* Start *
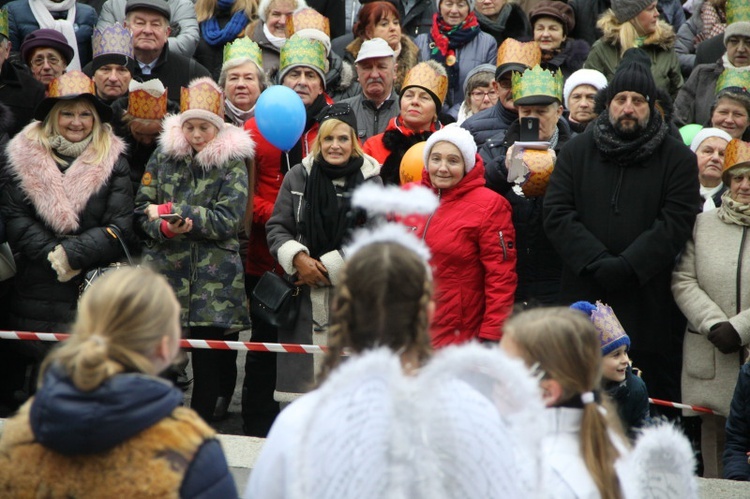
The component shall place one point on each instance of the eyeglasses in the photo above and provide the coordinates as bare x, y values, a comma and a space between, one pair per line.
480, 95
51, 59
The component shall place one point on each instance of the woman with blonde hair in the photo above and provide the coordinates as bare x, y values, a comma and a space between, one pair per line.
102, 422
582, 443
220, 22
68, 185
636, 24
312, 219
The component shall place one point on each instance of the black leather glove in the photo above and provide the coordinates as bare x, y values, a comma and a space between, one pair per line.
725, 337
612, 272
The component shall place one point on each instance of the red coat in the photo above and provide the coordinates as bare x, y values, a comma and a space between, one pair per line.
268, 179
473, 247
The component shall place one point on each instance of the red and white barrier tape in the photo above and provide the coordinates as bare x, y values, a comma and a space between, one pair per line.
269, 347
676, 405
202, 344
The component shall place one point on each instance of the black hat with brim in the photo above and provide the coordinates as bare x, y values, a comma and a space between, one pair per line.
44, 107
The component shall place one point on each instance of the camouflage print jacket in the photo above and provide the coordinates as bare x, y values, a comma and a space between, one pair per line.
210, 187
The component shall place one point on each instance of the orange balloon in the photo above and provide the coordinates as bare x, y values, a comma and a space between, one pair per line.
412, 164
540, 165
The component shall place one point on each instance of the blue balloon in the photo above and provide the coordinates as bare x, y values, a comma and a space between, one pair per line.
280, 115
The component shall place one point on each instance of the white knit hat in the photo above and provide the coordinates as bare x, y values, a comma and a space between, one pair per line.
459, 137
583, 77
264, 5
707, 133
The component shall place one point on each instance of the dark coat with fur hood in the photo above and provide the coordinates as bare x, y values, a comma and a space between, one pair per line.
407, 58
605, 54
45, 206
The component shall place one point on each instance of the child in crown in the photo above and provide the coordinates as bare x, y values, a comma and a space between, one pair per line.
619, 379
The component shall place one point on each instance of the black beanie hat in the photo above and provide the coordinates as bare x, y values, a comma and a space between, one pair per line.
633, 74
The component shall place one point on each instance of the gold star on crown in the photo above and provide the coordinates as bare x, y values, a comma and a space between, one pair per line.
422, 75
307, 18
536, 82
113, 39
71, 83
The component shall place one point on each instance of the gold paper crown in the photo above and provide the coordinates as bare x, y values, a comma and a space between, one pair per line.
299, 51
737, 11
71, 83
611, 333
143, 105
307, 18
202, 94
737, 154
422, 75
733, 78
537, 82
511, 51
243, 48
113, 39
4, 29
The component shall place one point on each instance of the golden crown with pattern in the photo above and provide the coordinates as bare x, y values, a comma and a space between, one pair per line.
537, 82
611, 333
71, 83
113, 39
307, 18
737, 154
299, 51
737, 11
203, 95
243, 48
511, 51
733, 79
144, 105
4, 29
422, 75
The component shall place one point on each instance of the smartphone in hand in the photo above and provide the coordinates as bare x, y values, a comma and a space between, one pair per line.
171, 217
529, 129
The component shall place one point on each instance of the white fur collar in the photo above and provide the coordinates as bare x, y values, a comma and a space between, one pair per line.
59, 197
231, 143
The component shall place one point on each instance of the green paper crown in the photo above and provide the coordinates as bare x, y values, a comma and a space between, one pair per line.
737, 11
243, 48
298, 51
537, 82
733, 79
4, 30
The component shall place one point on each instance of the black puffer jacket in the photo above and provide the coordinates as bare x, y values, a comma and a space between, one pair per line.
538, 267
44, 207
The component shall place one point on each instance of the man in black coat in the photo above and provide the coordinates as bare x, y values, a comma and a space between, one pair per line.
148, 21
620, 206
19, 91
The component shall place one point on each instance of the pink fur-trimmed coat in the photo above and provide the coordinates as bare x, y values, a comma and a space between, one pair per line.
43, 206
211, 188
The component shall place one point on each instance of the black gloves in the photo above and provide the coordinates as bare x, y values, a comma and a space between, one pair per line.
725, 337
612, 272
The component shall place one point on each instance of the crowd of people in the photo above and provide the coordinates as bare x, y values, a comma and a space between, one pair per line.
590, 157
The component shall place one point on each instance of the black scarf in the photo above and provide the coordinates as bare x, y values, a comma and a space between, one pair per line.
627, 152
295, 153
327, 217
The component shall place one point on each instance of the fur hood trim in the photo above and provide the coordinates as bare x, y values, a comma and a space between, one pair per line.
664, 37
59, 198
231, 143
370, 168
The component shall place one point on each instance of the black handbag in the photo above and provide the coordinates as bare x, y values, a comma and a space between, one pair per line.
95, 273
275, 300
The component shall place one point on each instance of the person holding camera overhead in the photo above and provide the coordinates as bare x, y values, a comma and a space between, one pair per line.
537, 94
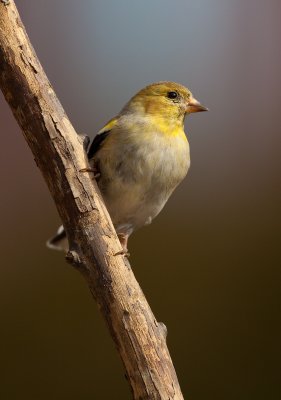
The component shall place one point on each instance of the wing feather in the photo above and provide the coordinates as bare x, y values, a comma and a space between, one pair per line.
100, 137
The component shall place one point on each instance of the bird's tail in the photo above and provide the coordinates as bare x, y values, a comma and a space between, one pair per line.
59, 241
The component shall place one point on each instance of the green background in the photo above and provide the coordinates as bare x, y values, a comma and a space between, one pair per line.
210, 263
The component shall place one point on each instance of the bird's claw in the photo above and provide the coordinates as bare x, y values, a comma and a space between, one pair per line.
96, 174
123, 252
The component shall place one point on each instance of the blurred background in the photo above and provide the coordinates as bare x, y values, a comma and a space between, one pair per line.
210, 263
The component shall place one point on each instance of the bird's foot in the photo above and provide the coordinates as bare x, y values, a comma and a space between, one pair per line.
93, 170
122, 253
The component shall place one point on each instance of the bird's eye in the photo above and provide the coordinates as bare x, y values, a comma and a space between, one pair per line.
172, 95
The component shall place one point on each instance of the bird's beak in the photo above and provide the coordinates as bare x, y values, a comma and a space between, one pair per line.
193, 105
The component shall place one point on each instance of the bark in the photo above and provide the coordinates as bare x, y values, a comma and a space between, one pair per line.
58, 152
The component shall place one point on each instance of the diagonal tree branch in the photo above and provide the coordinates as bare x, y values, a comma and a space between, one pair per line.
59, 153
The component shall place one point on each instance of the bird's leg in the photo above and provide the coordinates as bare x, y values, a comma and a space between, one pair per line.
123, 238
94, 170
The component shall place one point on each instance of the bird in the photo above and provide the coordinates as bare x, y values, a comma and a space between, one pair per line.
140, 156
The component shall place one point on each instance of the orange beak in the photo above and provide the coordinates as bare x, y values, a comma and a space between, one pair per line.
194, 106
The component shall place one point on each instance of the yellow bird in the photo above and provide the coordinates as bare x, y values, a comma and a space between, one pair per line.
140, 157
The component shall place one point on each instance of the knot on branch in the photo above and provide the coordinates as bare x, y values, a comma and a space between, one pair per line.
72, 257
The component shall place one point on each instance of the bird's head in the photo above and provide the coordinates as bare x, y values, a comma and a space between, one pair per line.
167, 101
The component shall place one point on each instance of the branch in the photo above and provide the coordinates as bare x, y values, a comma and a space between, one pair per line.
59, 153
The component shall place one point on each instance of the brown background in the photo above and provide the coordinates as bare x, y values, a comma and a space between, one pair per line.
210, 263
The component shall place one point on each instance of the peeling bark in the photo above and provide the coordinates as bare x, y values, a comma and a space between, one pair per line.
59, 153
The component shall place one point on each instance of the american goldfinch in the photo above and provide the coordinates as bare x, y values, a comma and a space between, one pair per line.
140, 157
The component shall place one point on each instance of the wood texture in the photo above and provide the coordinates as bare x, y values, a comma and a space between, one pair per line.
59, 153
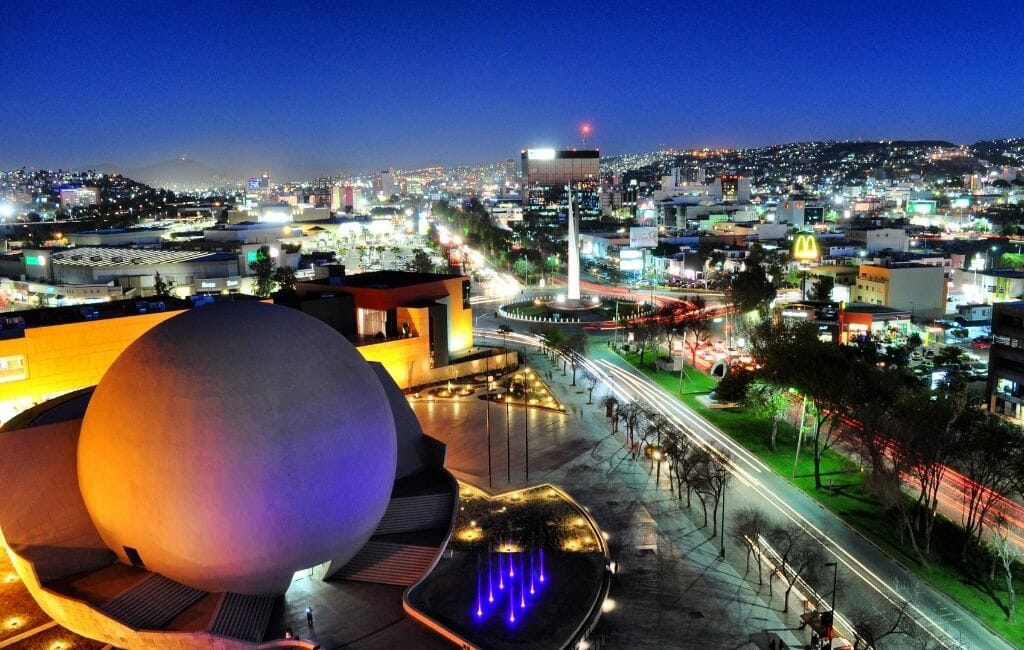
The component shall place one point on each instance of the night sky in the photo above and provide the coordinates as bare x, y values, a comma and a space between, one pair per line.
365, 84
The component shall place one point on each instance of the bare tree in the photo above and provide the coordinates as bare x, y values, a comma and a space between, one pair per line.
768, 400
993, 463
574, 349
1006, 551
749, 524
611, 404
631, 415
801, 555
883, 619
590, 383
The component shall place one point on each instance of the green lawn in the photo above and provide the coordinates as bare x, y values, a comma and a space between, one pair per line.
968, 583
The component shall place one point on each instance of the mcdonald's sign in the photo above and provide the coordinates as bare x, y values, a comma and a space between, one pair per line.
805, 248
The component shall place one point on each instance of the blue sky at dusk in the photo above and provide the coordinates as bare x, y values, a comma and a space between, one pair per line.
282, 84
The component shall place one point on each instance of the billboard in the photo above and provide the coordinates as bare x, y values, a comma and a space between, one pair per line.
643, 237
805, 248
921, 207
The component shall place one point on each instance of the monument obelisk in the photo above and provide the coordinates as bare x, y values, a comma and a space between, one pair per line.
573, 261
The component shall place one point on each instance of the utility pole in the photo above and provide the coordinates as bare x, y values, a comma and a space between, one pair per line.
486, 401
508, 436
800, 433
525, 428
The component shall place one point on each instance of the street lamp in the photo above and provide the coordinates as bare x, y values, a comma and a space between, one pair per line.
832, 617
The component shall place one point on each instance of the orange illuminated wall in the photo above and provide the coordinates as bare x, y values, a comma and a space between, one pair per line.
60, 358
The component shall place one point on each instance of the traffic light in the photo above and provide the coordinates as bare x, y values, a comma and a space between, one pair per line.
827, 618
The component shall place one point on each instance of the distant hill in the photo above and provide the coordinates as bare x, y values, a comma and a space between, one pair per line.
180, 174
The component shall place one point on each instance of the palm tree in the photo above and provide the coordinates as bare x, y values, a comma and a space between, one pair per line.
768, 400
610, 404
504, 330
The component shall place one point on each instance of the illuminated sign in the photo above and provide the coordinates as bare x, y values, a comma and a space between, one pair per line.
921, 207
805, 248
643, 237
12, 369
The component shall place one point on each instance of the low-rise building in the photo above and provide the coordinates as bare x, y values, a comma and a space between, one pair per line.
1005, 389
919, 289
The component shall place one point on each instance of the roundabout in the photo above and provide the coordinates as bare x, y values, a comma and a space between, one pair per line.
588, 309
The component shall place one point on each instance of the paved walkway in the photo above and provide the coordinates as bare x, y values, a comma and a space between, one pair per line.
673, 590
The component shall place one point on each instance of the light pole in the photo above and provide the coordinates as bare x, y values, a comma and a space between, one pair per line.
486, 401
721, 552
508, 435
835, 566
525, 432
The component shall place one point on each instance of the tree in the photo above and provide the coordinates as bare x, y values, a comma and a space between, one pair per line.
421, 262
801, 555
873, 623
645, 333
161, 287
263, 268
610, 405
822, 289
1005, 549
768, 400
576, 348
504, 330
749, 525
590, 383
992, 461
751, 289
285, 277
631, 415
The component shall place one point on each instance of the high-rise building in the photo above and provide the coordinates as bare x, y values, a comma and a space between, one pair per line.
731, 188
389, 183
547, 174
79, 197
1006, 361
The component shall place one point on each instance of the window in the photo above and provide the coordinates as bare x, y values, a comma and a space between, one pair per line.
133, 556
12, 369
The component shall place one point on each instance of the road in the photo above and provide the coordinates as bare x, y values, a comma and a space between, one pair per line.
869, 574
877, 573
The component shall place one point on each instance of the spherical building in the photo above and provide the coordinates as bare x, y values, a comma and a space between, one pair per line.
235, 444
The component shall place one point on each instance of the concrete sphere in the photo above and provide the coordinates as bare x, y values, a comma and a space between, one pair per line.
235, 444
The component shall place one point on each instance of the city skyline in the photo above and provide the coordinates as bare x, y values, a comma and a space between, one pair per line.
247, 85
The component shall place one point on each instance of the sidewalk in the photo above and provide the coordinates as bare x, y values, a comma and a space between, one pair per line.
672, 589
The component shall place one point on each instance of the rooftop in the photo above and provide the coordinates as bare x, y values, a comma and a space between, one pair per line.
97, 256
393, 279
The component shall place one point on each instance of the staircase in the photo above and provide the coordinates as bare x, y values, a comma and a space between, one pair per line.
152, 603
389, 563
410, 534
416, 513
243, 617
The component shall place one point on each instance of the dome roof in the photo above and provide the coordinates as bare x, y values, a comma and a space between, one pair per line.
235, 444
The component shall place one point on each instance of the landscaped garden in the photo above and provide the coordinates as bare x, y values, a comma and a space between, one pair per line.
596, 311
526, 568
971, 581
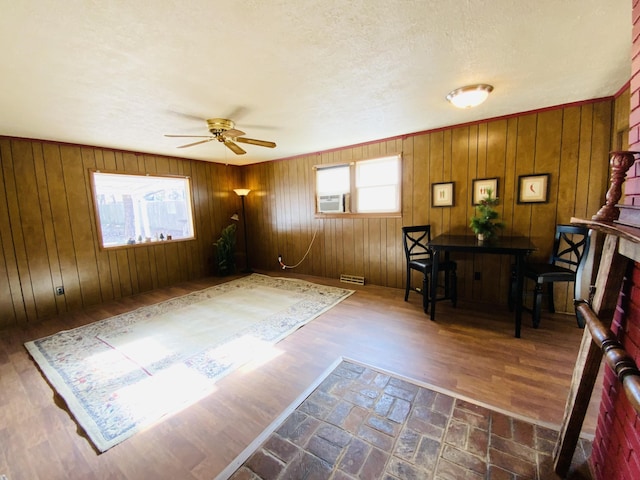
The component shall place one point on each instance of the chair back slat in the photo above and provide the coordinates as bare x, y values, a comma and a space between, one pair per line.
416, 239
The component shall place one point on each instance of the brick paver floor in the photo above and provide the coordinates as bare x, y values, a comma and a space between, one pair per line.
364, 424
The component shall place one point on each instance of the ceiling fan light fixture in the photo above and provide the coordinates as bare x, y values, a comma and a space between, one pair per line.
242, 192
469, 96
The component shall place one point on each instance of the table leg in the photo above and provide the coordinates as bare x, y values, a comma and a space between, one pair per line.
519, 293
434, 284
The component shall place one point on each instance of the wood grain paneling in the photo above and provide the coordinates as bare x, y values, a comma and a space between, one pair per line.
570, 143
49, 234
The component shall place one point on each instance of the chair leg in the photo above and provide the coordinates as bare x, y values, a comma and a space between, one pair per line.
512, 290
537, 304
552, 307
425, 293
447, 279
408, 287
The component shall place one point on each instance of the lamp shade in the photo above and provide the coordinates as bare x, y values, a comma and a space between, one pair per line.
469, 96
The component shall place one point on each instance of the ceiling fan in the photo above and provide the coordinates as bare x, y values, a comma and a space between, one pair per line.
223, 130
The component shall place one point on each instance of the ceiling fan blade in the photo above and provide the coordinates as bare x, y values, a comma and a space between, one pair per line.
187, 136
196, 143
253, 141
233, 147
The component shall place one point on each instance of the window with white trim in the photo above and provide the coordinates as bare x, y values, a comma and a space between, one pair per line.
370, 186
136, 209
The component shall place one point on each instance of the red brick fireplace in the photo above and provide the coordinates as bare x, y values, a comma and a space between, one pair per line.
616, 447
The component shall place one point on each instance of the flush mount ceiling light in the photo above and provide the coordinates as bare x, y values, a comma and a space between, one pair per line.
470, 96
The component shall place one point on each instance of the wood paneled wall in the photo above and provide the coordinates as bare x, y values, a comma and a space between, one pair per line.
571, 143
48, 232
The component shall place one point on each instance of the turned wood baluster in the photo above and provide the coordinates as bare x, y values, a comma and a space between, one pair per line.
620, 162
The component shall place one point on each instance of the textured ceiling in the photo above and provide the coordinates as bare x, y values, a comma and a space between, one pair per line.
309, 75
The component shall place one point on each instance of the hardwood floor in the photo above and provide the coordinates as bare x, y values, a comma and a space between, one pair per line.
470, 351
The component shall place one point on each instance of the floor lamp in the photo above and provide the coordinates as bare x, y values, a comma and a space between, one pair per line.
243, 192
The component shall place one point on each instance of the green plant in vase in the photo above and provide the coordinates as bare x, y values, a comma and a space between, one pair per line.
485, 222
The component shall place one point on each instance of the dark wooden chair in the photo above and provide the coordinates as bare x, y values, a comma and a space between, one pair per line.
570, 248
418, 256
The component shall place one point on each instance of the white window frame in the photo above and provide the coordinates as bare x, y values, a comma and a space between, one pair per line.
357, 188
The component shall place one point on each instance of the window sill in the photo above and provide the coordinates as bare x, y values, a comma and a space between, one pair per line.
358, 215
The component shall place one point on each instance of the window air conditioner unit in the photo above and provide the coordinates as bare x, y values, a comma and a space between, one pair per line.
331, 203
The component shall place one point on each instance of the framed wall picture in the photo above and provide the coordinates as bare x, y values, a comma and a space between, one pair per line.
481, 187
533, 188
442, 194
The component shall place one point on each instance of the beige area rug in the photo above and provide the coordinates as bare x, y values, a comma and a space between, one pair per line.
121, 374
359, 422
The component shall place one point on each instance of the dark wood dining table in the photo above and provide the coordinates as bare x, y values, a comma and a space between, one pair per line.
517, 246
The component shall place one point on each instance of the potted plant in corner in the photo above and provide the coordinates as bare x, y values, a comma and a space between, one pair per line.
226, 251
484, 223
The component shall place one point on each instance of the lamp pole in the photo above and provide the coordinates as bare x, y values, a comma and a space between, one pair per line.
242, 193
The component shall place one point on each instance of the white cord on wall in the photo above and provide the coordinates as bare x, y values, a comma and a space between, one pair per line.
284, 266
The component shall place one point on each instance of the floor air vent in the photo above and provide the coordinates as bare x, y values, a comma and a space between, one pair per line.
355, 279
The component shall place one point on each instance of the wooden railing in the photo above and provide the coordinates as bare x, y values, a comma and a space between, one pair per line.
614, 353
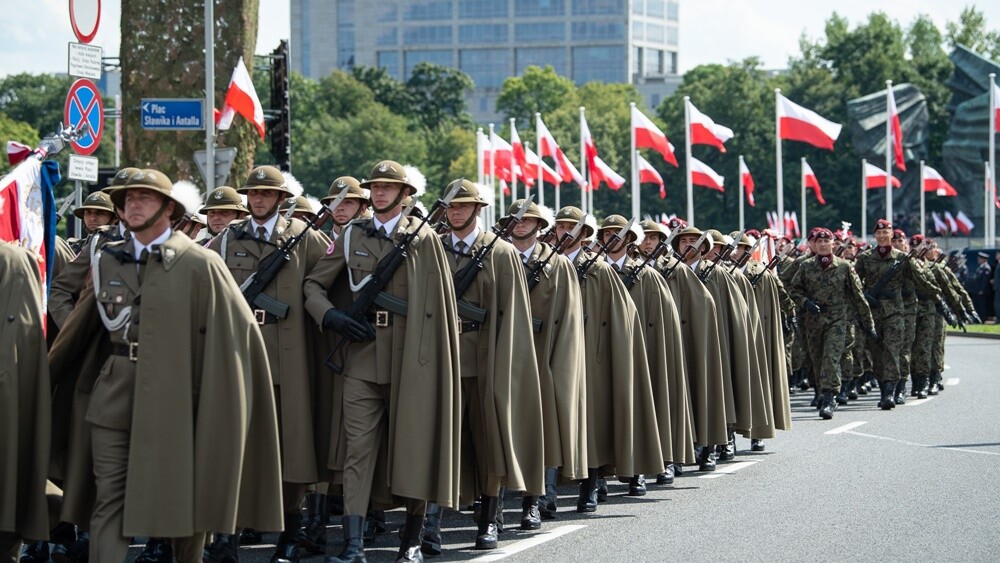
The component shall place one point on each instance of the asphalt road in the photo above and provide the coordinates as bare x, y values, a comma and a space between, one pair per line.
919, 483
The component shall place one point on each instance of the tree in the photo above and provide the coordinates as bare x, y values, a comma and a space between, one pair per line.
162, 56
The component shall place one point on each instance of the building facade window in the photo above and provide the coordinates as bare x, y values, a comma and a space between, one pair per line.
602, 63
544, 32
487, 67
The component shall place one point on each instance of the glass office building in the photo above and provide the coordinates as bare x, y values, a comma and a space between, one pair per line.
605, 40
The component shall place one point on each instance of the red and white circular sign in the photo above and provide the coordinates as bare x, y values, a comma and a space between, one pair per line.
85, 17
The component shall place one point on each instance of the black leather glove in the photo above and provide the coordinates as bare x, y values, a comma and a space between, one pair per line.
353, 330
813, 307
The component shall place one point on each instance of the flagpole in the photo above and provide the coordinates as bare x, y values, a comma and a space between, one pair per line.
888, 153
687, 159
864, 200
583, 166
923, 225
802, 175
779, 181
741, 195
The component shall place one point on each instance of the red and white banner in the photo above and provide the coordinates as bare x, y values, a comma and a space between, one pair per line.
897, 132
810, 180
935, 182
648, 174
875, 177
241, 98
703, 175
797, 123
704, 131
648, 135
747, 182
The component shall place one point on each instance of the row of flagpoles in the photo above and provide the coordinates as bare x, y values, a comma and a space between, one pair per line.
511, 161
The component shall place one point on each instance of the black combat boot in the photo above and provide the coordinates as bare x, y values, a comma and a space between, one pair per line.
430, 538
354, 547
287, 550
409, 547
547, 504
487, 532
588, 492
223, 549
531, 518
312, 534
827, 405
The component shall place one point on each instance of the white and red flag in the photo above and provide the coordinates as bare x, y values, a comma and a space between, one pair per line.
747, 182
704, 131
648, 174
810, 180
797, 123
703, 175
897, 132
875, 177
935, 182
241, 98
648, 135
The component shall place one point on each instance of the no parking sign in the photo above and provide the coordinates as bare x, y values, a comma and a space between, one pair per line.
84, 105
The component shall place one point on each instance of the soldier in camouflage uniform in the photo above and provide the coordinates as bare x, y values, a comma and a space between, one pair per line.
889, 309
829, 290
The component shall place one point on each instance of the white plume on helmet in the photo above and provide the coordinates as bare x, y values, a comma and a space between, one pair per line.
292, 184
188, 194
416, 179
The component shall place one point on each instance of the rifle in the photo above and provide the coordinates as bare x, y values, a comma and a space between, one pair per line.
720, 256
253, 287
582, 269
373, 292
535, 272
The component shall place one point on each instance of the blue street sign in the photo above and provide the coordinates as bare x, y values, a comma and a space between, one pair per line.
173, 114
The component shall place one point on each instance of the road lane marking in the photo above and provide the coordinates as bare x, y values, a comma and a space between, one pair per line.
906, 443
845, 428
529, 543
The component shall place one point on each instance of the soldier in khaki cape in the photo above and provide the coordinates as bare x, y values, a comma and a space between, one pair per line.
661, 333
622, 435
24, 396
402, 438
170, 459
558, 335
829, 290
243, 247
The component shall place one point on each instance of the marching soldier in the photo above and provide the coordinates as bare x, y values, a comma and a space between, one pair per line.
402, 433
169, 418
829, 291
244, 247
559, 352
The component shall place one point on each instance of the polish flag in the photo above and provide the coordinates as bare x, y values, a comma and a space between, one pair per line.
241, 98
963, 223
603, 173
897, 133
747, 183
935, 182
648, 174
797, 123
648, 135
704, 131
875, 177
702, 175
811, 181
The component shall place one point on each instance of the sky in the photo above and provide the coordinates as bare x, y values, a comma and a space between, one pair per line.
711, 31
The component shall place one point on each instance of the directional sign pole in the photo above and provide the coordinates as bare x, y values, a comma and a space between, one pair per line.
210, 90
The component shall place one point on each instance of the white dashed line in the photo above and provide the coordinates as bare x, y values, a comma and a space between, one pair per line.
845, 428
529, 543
* End *
Task goal
Every line from the one containing "instance of the sky" through the last line of the entries must be written out verbatim, and no other line.

The answer
The component shall place one point on each instance of the sky in the photo above and provide the coordinates as bare x, y values, a comma and a space between, one pair per line.
711, 31
The component shall place one point on each instance of the directional sign pole in the photo above and provide the coordinates as bare x, y values, a comma and a space between, one pair per line.
210, 90
The component shall place one point on each instance of the white dashed line in the photo above and provide the coordinates as bare x, y values, a comma and a space between, one pair per line.
845, 428
529, 543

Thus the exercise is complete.